- **EXERCISE TASK**: Return each line from the entries below that contains the string "wall". Case counts.

- **ROWS**:
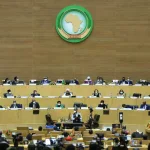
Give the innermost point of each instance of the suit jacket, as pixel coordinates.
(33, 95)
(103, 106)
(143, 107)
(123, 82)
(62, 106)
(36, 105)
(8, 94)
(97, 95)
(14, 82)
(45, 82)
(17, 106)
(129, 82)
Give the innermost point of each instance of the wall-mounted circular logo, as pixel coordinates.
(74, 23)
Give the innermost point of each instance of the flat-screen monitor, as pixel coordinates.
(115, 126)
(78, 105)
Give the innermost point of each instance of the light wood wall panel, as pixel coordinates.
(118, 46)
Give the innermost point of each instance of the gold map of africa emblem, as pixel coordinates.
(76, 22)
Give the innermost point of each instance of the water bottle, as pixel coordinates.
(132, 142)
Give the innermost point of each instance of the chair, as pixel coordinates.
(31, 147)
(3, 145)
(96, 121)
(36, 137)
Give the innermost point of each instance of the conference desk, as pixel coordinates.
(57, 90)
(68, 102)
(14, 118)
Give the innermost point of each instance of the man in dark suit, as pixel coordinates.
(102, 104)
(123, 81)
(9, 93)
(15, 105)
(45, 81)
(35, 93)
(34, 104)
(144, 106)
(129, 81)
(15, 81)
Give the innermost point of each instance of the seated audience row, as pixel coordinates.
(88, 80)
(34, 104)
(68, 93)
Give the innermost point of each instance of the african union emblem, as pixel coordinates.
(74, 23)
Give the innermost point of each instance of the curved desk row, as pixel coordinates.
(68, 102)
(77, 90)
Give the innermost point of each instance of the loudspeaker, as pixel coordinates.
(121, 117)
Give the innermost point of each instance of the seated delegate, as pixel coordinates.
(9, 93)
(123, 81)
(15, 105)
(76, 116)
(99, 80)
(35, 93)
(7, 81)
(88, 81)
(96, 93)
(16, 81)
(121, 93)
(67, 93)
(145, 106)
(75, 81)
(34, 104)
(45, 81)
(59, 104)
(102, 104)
==
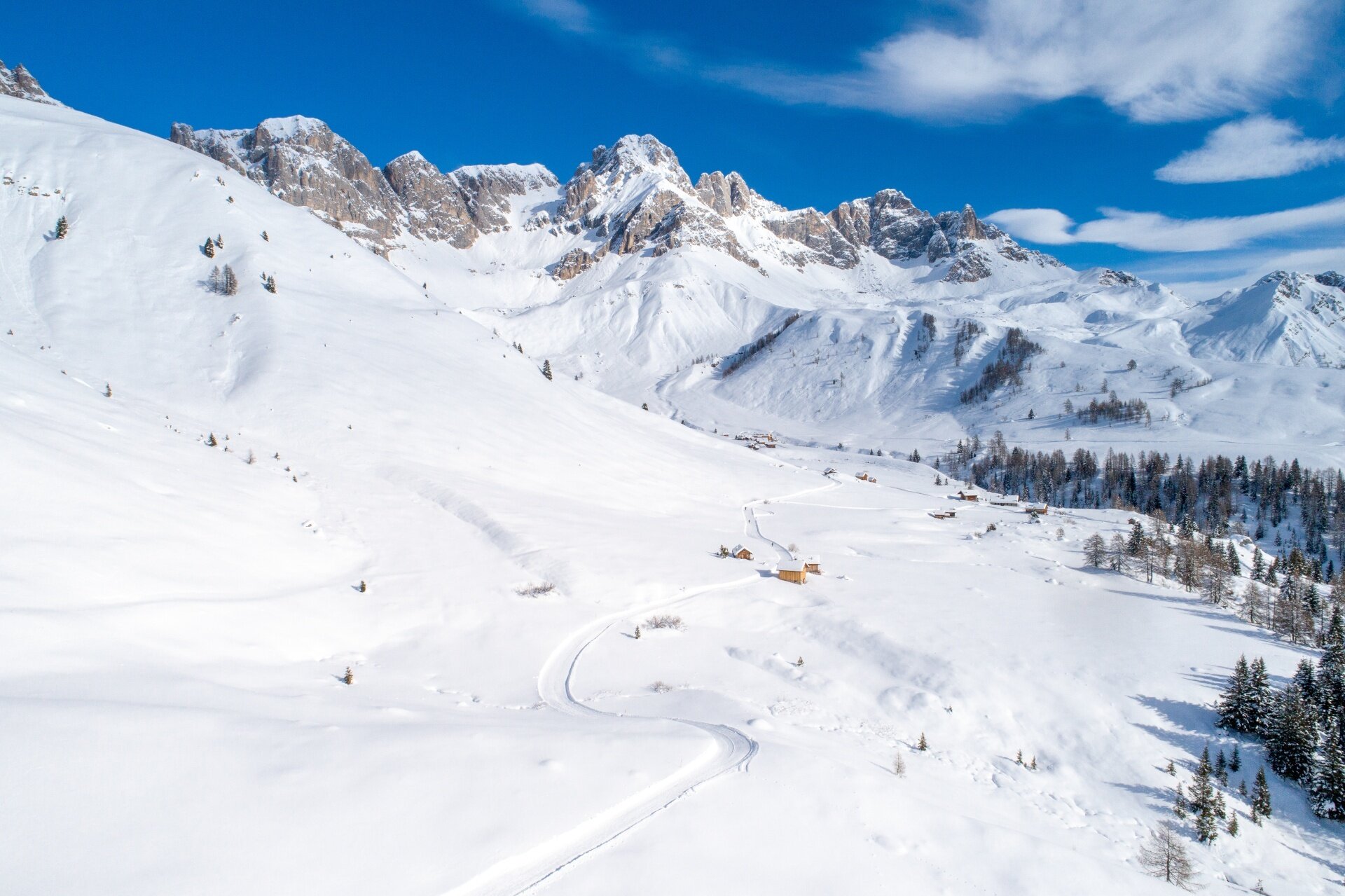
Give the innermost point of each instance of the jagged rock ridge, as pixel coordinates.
---
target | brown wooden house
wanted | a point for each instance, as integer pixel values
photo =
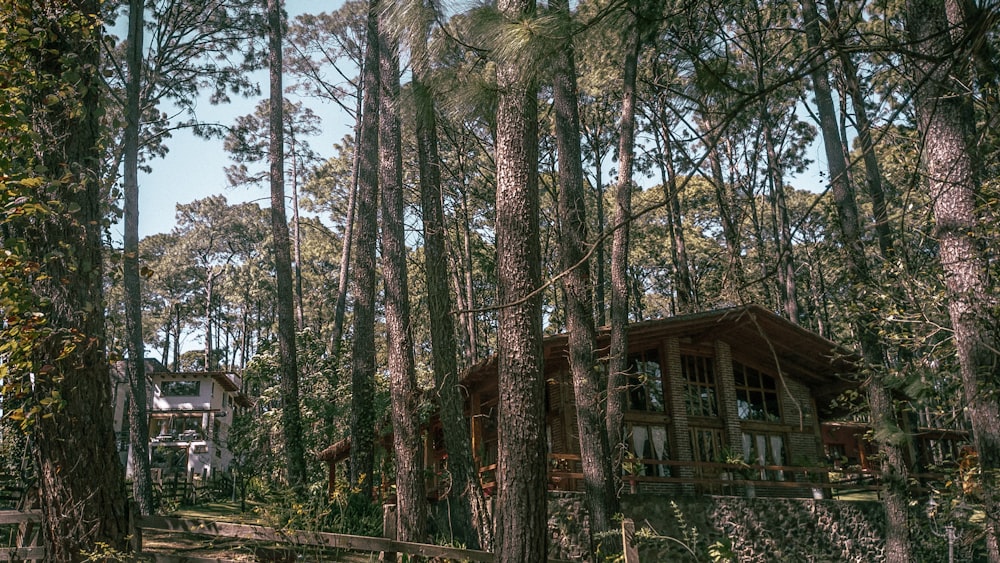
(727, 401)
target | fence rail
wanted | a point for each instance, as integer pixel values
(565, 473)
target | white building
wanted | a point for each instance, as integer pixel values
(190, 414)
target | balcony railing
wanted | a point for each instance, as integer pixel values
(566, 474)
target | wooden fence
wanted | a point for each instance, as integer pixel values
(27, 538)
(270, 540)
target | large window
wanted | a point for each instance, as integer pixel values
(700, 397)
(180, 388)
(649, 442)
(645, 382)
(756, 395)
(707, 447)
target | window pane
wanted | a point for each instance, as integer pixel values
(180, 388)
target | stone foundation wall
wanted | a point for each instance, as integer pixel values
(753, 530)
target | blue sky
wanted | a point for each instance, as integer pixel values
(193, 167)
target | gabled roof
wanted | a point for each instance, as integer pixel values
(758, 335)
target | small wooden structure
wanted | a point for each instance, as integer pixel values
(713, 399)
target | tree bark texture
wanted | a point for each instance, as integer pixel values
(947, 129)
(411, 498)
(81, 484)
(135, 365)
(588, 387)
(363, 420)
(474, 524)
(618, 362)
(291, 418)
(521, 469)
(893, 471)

- **THE COMPLETED TASK**:
Give the innermost point of each instance of the wall-mounted circular logo, as pixel coordinates.
Give the innermost point of each instance of the light wood wall panel, as pixel coordinates.
target | stone foundation wall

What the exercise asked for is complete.